Problem requirements: Set out every line of the entries below as a numbered list, skipping any blank lines.

Data supplied:
********

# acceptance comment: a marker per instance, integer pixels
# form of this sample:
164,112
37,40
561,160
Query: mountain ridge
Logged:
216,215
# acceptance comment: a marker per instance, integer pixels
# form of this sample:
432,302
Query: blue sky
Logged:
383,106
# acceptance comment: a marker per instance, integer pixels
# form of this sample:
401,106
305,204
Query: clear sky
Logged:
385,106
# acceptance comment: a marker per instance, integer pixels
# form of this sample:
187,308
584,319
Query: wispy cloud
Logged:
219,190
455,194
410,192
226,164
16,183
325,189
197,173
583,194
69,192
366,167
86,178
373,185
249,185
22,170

********

Exercise response:
1. # acceptance comment: a marker per instance, integer pixels
2. # form of this sample:
3. 164,112
4. 37,40
5. 561,160
6. Query: mountain ridge
7. Logged:
8. 216,215
9. # acceptance comment: a marker per instance, integer pixels
10. # form of this sample:
11. 432,302
12. Query: blue sky
13. Logged:
14. 383,106
15. # acceptance comment: a marker per instance, integer pixels
16. # form of this sample:
17. 401,106
18. 305,204
19. Query: clear sky
20. Logged:
21. 385,106
22. # acceptance comment: a marker per instance, integer pixels
23. # form of this sample:
24. 187,308
25. 584,319
26. Query: wispy cloud
27. Logged:
28. 219,190
29. 455,194
30. 410,192
31. 226,164
32. 16,183
33. 325,189
34. 197,173
35. 583,194
36. 69,192
37. 366,167
38. 86,178
39. 373,185
40. 249,185
41. 22,170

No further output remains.